→ YOUR GOAL
Arrange the records below as a JSON list of strings, one string for each line, and omit any blank lines. Leave the pictures out.

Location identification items

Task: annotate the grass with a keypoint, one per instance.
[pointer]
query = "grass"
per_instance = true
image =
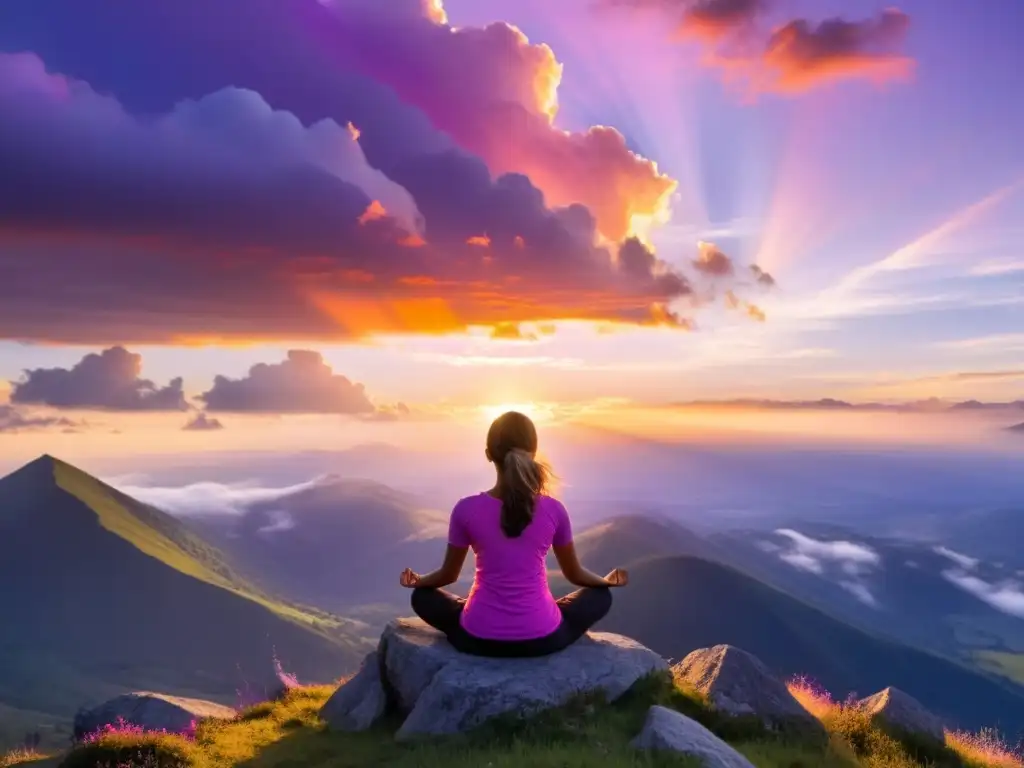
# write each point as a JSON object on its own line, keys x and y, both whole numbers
{"x": 587, "y": 732}
{"x": 878, "y": 747}
{"x": 165, "y": 539}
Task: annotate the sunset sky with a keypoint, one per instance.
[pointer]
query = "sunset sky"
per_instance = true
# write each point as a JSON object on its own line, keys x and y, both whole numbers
{"x": 776, "y": 199}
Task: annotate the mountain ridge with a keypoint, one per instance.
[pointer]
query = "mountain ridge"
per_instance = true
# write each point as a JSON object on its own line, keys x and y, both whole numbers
{"x": 113, "y": 595}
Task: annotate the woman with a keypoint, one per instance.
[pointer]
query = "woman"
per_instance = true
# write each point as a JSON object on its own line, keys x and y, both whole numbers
{"x": 510, "y": 610}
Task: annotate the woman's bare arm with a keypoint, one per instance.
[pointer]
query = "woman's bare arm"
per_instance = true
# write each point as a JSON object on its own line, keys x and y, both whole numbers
{"x": 455, "y": 558}
{"x": 573, "y": 570}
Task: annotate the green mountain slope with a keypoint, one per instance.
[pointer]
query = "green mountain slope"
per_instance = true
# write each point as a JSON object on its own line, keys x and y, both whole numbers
{"x": 104, "y": 594}
{"x": 677, "y": 604}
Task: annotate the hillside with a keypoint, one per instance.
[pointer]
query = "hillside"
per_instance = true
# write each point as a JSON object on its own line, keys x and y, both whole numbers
{"x": 626, "y": 539}
{"x": 337, "y": 545}
{"x": 907, "y": 593}
{"x": 585, "y": 733}
{"x": 677, "y": 604}
{"x": 110, "y": 594}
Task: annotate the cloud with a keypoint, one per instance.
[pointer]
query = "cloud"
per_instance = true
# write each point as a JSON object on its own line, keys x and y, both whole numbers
{"x": 15, "y": 420}
{"x": 712, "y": 261}
{"x": 853, "y": 560}
{"x": 511, "y": 332}
{"x": 803, "y": 55}
{"x": 1006, "y": 596}
{"x": 966, "y": 562}
{"x": 203, "y": 423}
{"x": 300, "y": 384}
{"x": 796, "y": 55}
{"x": 841, "y": 551}
{"x": 223, "y": 218}
{"x": 802, "y": 561}
{"x": 473, "y": 83}
{"x": 713, "y": 19}
{"x": 280, "y": 520}
{"x": 389, "y": 413}
{"x": 109, "y": 380}
{"x": 860, "y": 592}
{"x": 763, "y": 278}
{"x": 209, "y": 498}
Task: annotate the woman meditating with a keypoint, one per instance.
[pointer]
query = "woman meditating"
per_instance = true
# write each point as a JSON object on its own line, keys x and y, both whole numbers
{"x": 510, "y": 610}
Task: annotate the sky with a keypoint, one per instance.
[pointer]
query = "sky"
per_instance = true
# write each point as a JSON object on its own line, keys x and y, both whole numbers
{"x": 346, "y": 207}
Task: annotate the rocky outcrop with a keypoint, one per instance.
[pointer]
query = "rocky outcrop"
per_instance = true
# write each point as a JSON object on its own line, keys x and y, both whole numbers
{"x": 737, "y": 683}
{"x": 440, "y": 691}
{"x": 901, "y": 711}
{"x": 359, "y": 701}
{"x": 669, "y": 730}
{"x": 151, "y": 712}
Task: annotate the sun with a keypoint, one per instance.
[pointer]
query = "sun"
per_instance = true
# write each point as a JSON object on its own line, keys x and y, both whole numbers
{"x": 538, "y": 413}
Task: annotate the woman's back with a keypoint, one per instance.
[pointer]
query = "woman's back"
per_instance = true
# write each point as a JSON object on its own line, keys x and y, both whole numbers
{"x": 510, "y": 598}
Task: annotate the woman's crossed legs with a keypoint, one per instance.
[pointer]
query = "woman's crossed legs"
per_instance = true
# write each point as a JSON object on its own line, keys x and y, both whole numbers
{"x": 581, "y": 610}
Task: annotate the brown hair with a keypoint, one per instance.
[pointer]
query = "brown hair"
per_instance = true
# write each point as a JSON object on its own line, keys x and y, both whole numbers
{"x": 512, "y": 448}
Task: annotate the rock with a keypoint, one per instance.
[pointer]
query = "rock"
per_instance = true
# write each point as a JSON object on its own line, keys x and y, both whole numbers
{"x": 899, "y": 710}
{"x": 737, "y": 683}
{"x": 668, "y": 729}
{"x": 443, "y": 691}
{"x": 359, "y": 701}
{"x": 151, "y": 712}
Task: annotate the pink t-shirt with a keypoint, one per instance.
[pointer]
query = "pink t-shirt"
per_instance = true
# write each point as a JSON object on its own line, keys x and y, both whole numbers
{"x": 510, "y": 598}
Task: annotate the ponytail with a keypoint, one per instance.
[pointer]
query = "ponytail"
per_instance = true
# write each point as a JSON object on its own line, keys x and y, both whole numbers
{"x": 523, "y": 479}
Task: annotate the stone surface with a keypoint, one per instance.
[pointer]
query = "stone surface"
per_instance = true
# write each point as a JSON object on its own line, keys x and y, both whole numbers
{"x": 151, "y": 712}
{"x": 442, "y": 691}
{"x": 668, "y": 729}
{"x": 738, "y": 684}
{"x": 359, "y": 701}
{"x": 902, "y": 711}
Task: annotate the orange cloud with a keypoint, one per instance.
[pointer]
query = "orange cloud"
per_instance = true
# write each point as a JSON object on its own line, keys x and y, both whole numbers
{"x": 803, "y": 55}
{"x": 374, "y": 211}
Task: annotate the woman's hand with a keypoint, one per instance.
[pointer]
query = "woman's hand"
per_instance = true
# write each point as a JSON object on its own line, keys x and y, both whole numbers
{"x": 617, "y": 578}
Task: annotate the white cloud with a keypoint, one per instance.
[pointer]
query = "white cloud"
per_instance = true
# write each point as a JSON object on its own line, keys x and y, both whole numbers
{"x": 964, "y": 561}
{"x": 210, "y": 498}
{"x": 860, "y": 592}
{"x": 854, "y": 561}
{"x": 803, "y": 561}
{"x": 853, "y": 557}
{"x": 1007, "y": 596}
{"x": 280, "y": 520}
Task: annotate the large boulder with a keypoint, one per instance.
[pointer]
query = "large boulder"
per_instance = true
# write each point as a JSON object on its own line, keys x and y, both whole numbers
{"x": 669, "y": 730}
{"x": 441, "y": 691}
{"x": 901, "y": 711}
{"x": 359, "y": 701}
{"x": 152, "y": 712}
{"x": 736, "y": 683}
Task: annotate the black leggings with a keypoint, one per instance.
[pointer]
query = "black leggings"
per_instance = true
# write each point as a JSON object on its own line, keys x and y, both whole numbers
{"x": 581, "y": 610}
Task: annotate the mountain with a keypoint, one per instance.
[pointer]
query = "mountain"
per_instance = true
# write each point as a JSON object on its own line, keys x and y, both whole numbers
{"x": 622, "y": 541}
{"x": 104, "y": 594}
{"x": 911, "y": 591}
{"x": 677, "y": 604}
{"x": 338, "y": 544}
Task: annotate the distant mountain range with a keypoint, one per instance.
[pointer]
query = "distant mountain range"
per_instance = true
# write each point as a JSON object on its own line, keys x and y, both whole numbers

→ COMPLETE ANSWER
[
  "Task: annotate the grass with a keypoint, one per instance.",
  "[pointer]",
  "query = \"grass\"",
  "per_instance = true",
  "image =",
  "# write each point as a JSON object on its own line, keys x and y, both whole numbers",
  "{\"x\": 587, \"y\": 732}",
  "{\"x\": 878, \"y\": 747}",
  "{\"x\": 165, \"y\": 539}",
  "Task: annotate the sunset sky with a keypoint, one per instance.",
  "[pointer]",
  "query = \"sunset sky\"",
  "per_instance = true",
  "# write each point as a JSON object on its own line, keys x and y, both whole numbers",
  "{\"x\": 776, \"y\": 199}",
  "Task: annotate the mountain ridge with a keypoint, one per instance.",
  "[pointer]",
  "query = \"mountain ridge\"",
  "per_instance = true",
  "# write each point as a JSON object on its own line, keys x and y, both whole numbers",
  "{\"x\": 113, \"y\": 595}",
  "Task: annotate the woman with a keypoint, one per instance.",
  "[pointer]",
  "query = \"woman\"",
  "per_instance = true",
  "# write each point as a JSON object on its own line, keys x and y, both whole numbers",
  "{\"x\": 510, \"y\": 610}",
  "Task: annotate the woman's bare arm with a keypoint, one per instance.",
  "[pointer]",
  "query = \"woman's bare arm\"",
  "per_instance = true",
  "# write each point as a JSON object on its own line, keys x and y, both whole numbers",
  "{\"x\": 455, \"y\": 558}",
  "{\"x\": 573, \"y\": 570}",
  "Task: annotate the green mountain slope with a keypoint, one per instance.",
  "[pointer]",
  "query = \"green mountain slope\"",
  "per_instance = true",
  "# write each point as a JSON object on its own line, keys x and y, both whole numbers",
  "{\"x\": 104, \"y\": 594}",
  "{\"x\": 677, \"y\": 604}",
  "Task: annotate the hillside with a keypoint, one per instance.",
  "[pointer]",
  "query = \"hillside\"",
  "per_instance = true",
  "# write each point as a JSON object on its own line, keys x and y, both whole numbers",
  "{\"x\": 626, \"y\": 539}",
  "{\"x\": 337, \"y\": 545}",
  "{\"x\": 907, \"y\": 593}",
  "{\"x\": 585, \"y\": 733}",
  "{\"x\": 677, \"y\": 604}",
  "{\"x\": 110, \"y\": 594}",
  "Task: annotate the cloud with a keypoint, one per instance.",
  "[pointer]",
  "query = \"cloud\"",
  "per_instance = true",
  "# write each point as a JSON object on its own line, keys x and y, both whole numbers",
  "{\"x\": 15, \"y\": 420}",
  "{\"x\": 712, \"y\": 261}",
  "{\"x\": 853, \"y\": 560}",
  "{\"x\": 511, \"y\": 332}",
  "{\"x\": 803, \"y\": 55}",
  "{\"x\": 1006, \"y\": 596}",
  "{\"x\": 966, \"y\": 562}",
  "{\"x\": 203, \"y\": 423}",
  "{\"x\": 300, \"y\": 384}",
  "{\"x\": 796, \"y\": 55}",
  "{\"x\": 841, \"y\": 551}",
  "{\"x\": 223, \"y\": 218}",
  "{\"x\": 802, \"y\": 561}",
  "{\"x\": 473, \"y\": 83}",
  "{\"x\": 713, \"y\": 19}",
  "{\"x\": 280, \"y\": 520}",
  "{\"x\": 389, \"y\": 413}",
  "{\"x\": 109, \"y\": 380}",
  "{\"x\": 860, \"y\": 592}",
  "{\"x\": 763, \"y\": 278}",
  "{\"x\": 209, \"y\": 498}",
  "Task: annotate the woman meditating with a keypoint, one per instance.",
  "[pointer]",
  "query = \"woman meditating\"",
  "per_instance = true",
  "# write each point as a JSON object on its own line, keys x and y, both whole numbers",
  "{\"x\": 510, \"y\": 610}",
  "Task: annotate the sky with a keypoint, one per instance.",
  "[pointer]",
  "query = \"sky\"",
  "per_instance = true",
  "# write each point as a JSON object on its own line, keys x and y, both whole numbers",
  "{\"x\": 346, \"y\": 207}",
  "Task: annotate the rocky outcrop with a keypoint, one per instance.",
  "[pointer]",
  "query = \"rocky outcrop\"",
  "per_instance = true",
  "# write each point as a JSON object on its own line, keys x and y, both whole numbers",
  "{\"x\": 737, \"y\": 683}",
  "{\"x\": 440, \"y\": 691}",
  "{\"x\": 901, \"y\": 711}",
  "{\"x\": 359, \"y\": 701}",
  "{\"x\": 669, \"y\": 730}",
  "{\"x\": 151, \"y\": 712}",
  "Task: annotate the sun with a keypoint, one per instance.",
  "[pointer]",
  "query = \"sun\"",
  "per_instance = true",
  "# write each point as a JSON object on its own line, keys x and y, both whole numbers",
  "{\"x\": 538, \"y\": 413}",
  "Task: annotate the woman's back with a keypoint, one per instance.",
  "[pointer]",
  "query = \"woman's back\"",
  "per_instance = true",
  "# write each point as a JSON object on its own line, keys x and y, both whole numbers",
  "{\"x\": 510, \"y\": 598}",
  "Task: annotate the woman's crossed legs with a keypoint, one per instance.",
  "[pointer]",
  "query = \"woman's crossed legs\"",
  "per_instance = true",
  "# write each point as a JSON object on its own line, keys x and y, both whole numbers",
  "{\"x\": 581, \"y\": 610}",
  "Task: annotate the brown hair with a keypoint, one per instance.",
  "[pointer]",
  "query = \"brown hair\"",
  "per_instance = true",
  "# write each point as a JSON object on its own line, keys x and y, both whole numbers",
  "{\"x\": 512, \"y\": 448}",
  "Task: annotate the rock with a keypoint, one per instance.",
  "[pointer]",
  "query = \"rock\"",
  "per_instance = true",
  "# write each point as a JSON object on its own line, keys x and y, both whole numbers",
  "{\"x\": 899, \"y\": 710}",
  "{\"x\": 737, \"y\": 683}",
  "{\"x\": 668, \"y\": 729}",
  "{\"x\": 443, \"y\": 691}",
  "{\"x\": 359, \"y\": 701}",
  "{\"x\": 151, \"y\": 712}",
  "Task: annotate the pink t-shirt with a keypoint, one per instance.",
  "[pointer]",
  "query = \"pink t-shirt\"",
  "per_instance = true",
  "# write each point as a JSON object on its own line, keys x and y, both whole numbers",
  "{\"x\": 510, \"y\": 598}",
  "Task: annotate the ponytail with a keypoint, one per instance.",
  "[pointer]",
  "query = \"ponytail\"",
  "per_instance = true",
  "# write each point as a JSON object on its own line, keys x and y, both whole numbers",
  "{\"x\": 523, \"y\": 479}",
  "Task: annotate the stone surface with a keypoint, one per instance.",
  "[pointer]",
  "query = \"stone surface\"",
  "per_instance = true",
  "# write each point as a JSON object on its own line, keys x and y, both whole numbers",
  "{\"x\": 151, \"y\": 712}",
  "{\"x\": 442, \"y\": 691}",
  "{\"x\": 668, \"y\": 729}",
  "{\"x\": 738, \"y\": 684}",
  "{\"x\": 359, \"y\": 701}",
  "{\"x\": 902, \"y\": 711}",
  "Task: annotate the orange cloud with a keypoint, one per instance.",
  "[pointer]",
  "query = \"orange cloud\"",
  "per_instance = true",
  "# write each point as a JSON object on its own line, keys x and y, both whole numbers",
  "{\"x\": 803, \"y\": 55}",
  "{\"x\": 374, \"y\": 211}",
  "Task: annotate the woman's hand with a keypoint, one per instance.",
  "[pointer]",
  "query = \"woman's hand\"",
  "per_instance = true",
  "# write each point as a JSON object on its own line, keys x and y, both whole numbers",
  "{\"x\": 617, \"y\": 578}",
  "Task: annotate the white cloud with a keypoint, one per instance.",
  "[pointer]",
  "query = \"white cloud\"",
  "per_instance = true",
  "# write each point as a JSON object on its own line, keys x and y, both whole numbers",
  "{\"x\": 964, \"y\": 561}",
  "{\"x\": 210, \"y\": 498}",
  "{\"x\": 860, \"y\": 592}",
  "{\"x\": 854, \"y\": 561}",
  "{\"x\": 803, \"y\": 561}",
  "{\"x\": 853, \"y\": 557}",
  "{\"x\": 1007, \"y\": 596}",
  "{\"x\": 280, \"y\": 520}",
  "Task: annotate the large boulder with a keypoint, one per instance.",
  "[pointer]",
  "query = \"large boulder\"",
  "per_instance = true",
  "# write each point as a JSON object on its own line, keys x and y, both whole numbers",
  "{\"x\": 669, \"y\": 730}",
  "{\"x\": 441, \"y\": 691}",
  "{\"x\": 901, \"y\": 711}",
  "{\"x\": 359, \"y\": 701}",
  "{\"x\": 152, \"y\": 712}",
  "{\"x\": 736, \"y\": 683}",
  "Task: annotate the black leggings with a keypoint, one per instance.",
  "[pointer]",
  "query = \"black leggings\"",
  "per_instance = true",
  "# write each point as a JSON object on its own line, keys x and y, both whole numbers",
  "{\"x\": 581, \"y\": 610}",
  "Task: annotate the mountain with a keypoint, one per instance.",
  "[pointer]",
  "query = \"mountain\"",
  "per_instance = true",
  "# write each point as a JSON object on its own line, keys x and y, both whole numbers",
  "{\"x\": 622, \"y\": 541}",
  "{\"x\": 104, \"y\": 594}",
  "{\"x\": 911, \"y\": 591}",
  "{\"x\": 677, \"y\": 604}",
  "{\"x\": 338, \"y\": 544}",
  "Task: annotate the distant mountain range with a keypoint, one per instance.",
  "[pointer]",
  "query = \"distant mountain range\"",
  "per_instance = true",
  "# write each point as a JSON object on its own line, keys x and y, both whole numbers"
]